***** Material to process *****

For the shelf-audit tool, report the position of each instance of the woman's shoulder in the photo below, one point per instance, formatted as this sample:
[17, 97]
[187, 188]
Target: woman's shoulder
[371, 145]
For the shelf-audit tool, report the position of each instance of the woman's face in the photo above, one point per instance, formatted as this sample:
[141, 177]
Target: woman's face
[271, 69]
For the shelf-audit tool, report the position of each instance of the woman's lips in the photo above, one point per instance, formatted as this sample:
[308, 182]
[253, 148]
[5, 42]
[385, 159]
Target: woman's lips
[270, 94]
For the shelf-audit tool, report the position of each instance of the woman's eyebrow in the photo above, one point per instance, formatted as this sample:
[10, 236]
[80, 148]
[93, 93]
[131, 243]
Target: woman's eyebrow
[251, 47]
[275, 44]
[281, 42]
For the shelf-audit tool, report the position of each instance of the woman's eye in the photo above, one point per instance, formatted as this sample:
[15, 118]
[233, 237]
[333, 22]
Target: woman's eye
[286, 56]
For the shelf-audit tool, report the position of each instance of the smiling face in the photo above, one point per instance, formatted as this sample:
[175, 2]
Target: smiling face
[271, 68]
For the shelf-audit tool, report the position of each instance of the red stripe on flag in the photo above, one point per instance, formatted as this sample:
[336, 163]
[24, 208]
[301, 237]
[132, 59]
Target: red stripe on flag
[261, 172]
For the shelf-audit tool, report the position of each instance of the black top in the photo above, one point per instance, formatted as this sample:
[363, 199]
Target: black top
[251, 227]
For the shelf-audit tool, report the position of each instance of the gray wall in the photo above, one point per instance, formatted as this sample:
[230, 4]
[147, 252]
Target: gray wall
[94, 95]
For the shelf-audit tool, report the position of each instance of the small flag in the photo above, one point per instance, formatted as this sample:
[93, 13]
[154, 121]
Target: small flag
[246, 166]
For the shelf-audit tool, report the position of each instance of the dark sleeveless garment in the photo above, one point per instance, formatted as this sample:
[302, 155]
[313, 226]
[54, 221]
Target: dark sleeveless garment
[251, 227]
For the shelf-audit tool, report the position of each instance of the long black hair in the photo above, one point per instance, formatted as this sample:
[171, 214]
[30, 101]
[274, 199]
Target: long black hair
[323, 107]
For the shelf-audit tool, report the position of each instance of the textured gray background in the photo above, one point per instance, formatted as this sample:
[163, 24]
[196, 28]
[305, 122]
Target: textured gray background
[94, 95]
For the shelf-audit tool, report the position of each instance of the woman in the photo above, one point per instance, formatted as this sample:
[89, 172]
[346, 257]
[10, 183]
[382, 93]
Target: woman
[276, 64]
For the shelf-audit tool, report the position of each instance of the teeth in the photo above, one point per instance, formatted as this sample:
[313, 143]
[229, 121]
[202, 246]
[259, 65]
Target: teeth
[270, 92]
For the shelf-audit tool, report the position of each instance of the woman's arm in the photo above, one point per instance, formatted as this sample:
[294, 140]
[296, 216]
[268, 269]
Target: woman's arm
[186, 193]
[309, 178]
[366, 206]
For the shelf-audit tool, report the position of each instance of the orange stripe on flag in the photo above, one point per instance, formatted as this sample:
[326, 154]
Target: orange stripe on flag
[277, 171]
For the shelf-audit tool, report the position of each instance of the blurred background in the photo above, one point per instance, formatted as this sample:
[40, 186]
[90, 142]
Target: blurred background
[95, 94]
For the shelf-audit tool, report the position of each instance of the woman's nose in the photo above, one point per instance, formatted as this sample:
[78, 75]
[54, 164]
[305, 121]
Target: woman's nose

*****

--- Work instructions ---
"nose" is the word to look for; copy every line of the data that has it.

--- Response area ---
For the shelf-audit tool, report the position of each instance of the woman's nose in the photo above, one point per instance, formatted as this sample:
Target: woman's nose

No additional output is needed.